— Start of Selected passage —

= List of accolades received by The Bodyguard (1992 film) =

The Bodyguard is a 1992 American romantic thriller film directed by Mick Jackson. It starred Kevin Costner, Whitney Houston, Gary Kemp, Bill Cobbs and Ralph Waite. The film follows a former United States Secret Service agent turned bodyguard who is hired to protect a famous actress and singer from an unknown stalker.

==Academy Awards==

| Year | Category | Nominee / work | Result | Ref. |
| 1992 | Best Original Song | "I Have Nothing" Music by David Foster; Lyrics by Linda Thompson | Nominated |  |
| "Run to You" Music by Jud Friedman; Lyrics by Allan Rich | Nominated |

==All Def Movie Awards==

| Year | Category | Nominee / work | Result | Ref. |
|---|---|---|---|---|
| 2016 | Most Helpful White Person | Kevin Costner | Nominated |  |

==American Black Achievement Awards==

| Year | Category | Nominee / work | Result | Ref. |
|---|---|---|---|---|
| 1994 | The Music Award | Whitney Houston | Won |  |

==American Music Awards==
Houston's eight wins tied her with Michael Jackson for the most AMAs ever won in a single year. At that time, she also tied Kenny Rogers on the all-time list with 19 total AMAs. She won her fourth "Favorite Pop/Rock Female Artist" award and tied with Olivia Newton-John for the most AMAs won in this category.

— End of Selected passage —
— Start of Supplied records —

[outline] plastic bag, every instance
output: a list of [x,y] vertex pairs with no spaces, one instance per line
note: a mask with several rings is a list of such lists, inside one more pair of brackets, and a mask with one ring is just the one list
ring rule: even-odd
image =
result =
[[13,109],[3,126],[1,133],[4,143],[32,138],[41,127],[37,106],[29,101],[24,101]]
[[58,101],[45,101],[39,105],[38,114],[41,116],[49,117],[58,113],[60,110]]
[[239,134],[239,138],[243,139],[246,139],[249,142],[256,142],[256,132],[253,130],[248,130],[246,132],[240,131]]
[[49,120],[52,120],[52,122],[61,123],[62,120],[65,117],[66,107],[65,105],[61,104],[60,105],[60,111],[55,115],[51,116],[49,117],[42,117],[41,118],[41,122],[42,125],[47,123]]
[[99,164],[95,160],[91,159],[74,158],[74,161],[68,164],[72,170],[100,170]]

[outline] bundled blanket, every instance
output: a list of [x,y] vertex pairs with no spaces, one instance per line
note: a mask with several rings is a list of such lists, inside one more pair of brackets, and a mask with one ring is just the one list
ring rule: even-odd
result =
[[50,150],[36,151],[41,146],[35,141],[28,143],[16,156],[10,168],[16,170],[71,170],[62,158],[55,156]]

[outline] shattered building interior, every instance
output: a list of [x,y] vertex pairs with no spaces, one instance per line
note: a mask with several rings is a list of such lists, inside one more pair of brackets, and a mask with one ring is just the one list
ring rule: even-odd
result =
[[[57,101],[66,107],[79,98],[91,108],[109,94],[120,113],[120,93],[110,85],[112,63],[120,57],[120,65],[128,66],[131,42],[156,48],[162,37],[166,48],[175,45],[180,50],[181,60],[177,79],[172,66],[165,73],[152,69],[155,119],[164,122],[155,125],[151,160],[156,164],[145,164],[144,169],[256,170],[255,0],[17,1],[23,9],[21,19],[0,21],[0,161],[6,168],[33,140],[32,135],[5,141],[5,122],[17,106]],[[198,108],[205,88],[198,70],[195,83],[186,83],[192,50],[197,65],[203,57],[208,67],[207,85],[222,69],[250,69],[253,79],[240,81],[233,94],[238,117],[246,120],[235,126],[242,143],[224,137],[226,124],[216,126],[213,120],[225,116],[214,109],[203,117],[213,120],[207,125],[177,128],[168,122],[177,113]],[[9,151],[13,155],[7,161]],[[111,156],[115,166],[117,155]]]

— End of Supplied records —

_Work to complete_.
1) Write out the passage from the accolades list for The Bodyguard, starting at the words "The Bodyguard is" and ending after "an unknown stalker.".
2) In the stored entries, reproduce the lines from the one that has "[outline] bundled blanket, every instance" through the end of the entries, replacing "vertex pairs" with "coordinate pairs" and changing nothing else.

_Answers given_.
1)
The Bodyguard is a 1992 American romantic thriller film directed by Mick Jackson. It starred Kevin Costner, Whitney Houston, Gary Kemp, Bill Cobbs and Ralph Waite. The film follows a former United States Secret Service agent turned bodyguard who is hired to protect a famous actress and singer from an unknown stalker.

2)
[outline] bundled blanket, every instance
output: a list of [x,y] coordinate pairs with no spaces, one instance per line
note: a mask with several rings is a list of such lists, inside one more pair of brackets, and a mask with one ring is just the one list
ring rule: even-odd
result =
[[50,150],[36,151],[41,146],[35,141],[28,143],[16,156],[10,168],[16,170],[71,170],[62,158],[55,156]]

[outline] shattered building interior, every instance
output: a list of [x,y] coordinate pairs with no spaces, one instance per line
note: a mask with several rings is a list of such lists, inside one more pair of brackets, and a mask with one ring is just the one list
ring rule: even-odd
result =
[[[57,101],[66,107],[79,98],[91,108],[109,94],[120,113],[120,93],[110,85],[112,63],[120,57],[120,65],[128,66],[131,42],[156,48],[162,37],[166,48],[175,45],[180,50],[181,60],[177,79],[172,66],[165,73],[152,69],[155,119],[164,122],[155,125],[151,160],[156,164],[145,164],[144,169],[256,170],[255,0],[17,1],[23,9],[21,19],[0,21],[0,161],[6,168],[33,140],[32,135],[5,141],[5,122],[17,106]],[[198,108],[205,88],[198,70],[195,83],[186,83],[192,50],[197,65],[203,57],[208,67],[207,85],[222,69],[250,69],[253,79],[240,81],[233,94],[238,117],[246,120],[235,126],[242,143],[224,137],[226,124],[216,126],[213,120],[225,116],[214,109],[203,117],[213,120],[207,125],[177,128],[168,122],[177,113]],[[9,151],[13,155],[7,161]],[[111,156],[115,166],[117,155]]]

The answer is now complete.